● PROMPT 1
In the opinion piece about Hillary Clinton below, what is the First Lady Who Will Not Go Away demanding, and why?
● PROMPT 2
Write a continuation of the opinion piece about Hillary Clinton below, picking up after its final sentence.

[READING TEXT — start]

The Nuclear Option — Hillary Clinton: The First Lady Who Will Not Go Away

nuclear-option

Clutching her pearls, Hillary Clinton is stricken. Horrified! Disgusted that Donald Trump would dare to remind voters about all the depraved debauchery she and her lecherous husband inflicted on the innocent American citizen for all of those years.

The poetry books, the cigars, the groping, the hotels, the blue dress, the presidential DNA, the rapes and the biting of the lips.

America has been stuck in the venereal disease clinic ever since in a desperate effort to finally get fumigated from all the Clinton sleaze. In truth, we will never get clear of all of it.

And now, The First Lady Who Will Not Go Away is banging on the door in her ruined stockings and streaked mascara demanding to be let back into the White House because it is her turn. We owe her.

[READING TEXT — finish]
[DATA PROVIDED — start]

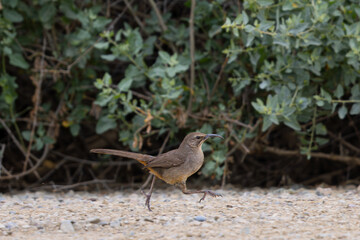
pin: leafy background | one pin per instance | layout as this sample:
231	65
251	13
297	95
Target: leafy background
278	79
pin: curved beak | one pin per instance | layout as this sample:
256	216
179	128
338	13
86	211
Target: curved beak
212	135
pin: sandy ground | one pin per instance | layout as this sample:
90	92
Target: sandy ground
321	213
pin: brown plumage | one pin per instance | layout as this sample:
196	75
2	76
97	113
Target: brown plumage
173	167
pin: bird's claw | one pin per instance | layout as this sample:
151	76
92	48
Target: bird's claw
213	194
147	202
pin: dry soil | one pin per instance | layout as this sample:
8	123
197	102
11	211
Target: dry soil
322	213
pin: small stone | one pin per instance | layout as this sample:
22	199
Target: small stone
103	223
148	220
94	220
115	223
10	225
200	218
323	191
67	227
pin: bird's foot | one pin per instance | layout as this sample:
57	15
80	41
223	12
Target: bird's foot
147	202
211	193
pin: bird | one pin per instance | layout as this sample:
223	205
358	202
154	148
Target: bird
173	167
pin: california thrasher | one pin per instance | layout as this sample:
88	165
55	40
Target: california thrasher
173	167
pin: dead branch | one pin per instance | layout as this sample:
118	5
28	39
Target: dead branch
332	157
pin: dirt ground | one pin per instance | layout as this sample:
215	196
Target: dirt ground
322	213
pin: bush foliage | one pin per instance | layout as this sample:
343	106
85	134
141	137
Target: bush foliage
73	69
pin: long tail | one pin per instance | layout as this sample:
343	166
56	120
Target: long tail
142	158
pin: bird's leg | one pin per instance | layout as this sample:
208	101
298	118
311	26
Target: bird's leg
146	183
186	191
148	195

[DATA PROVIDED — finish]

● ANSWER SPACE 1
She is demanding to be let back into the White House because it is her turn.

● ANSWER SPACE 2
Mustering every ounce of dignity she could borrow from the wealthy slime balls she runs with, Mrs. Clinton trotted out aides to tell reporters that she will not “follow Trump in the gutter.”

Well, finally. That is, at least, an admission of sorts. Indeed, it was a gutter from which she and her husband emerged 25 years ago. And ever since, they never quit stinking up the American political scenery and then lying about everything.

The woman cannot even give a straight answer about how tall she is. She was once 5 feet, 4 inches, but in 2008 her campaign announced she was 5 feet, 5 inches. Now reports are swirling that she is 5 feet, 7 inches.

Some people will lie about absolutely everything.

“Here we go again?” asks the savage video takedown posted by Mr. Trump that chronicled just a few of the women who say they were assaulted by the libidinous Bill Cosby, er, I mean Bill Clinton.

Cue the unbearable cackling from The First Lady Who Will Not Go Away.

The split-screen shows the Trump video with Bubba chomping a cigar on one side, while his wife is trying to get back into the White House on the other.

Then another split-screen: Bill Cosby admits drugging and raping young women.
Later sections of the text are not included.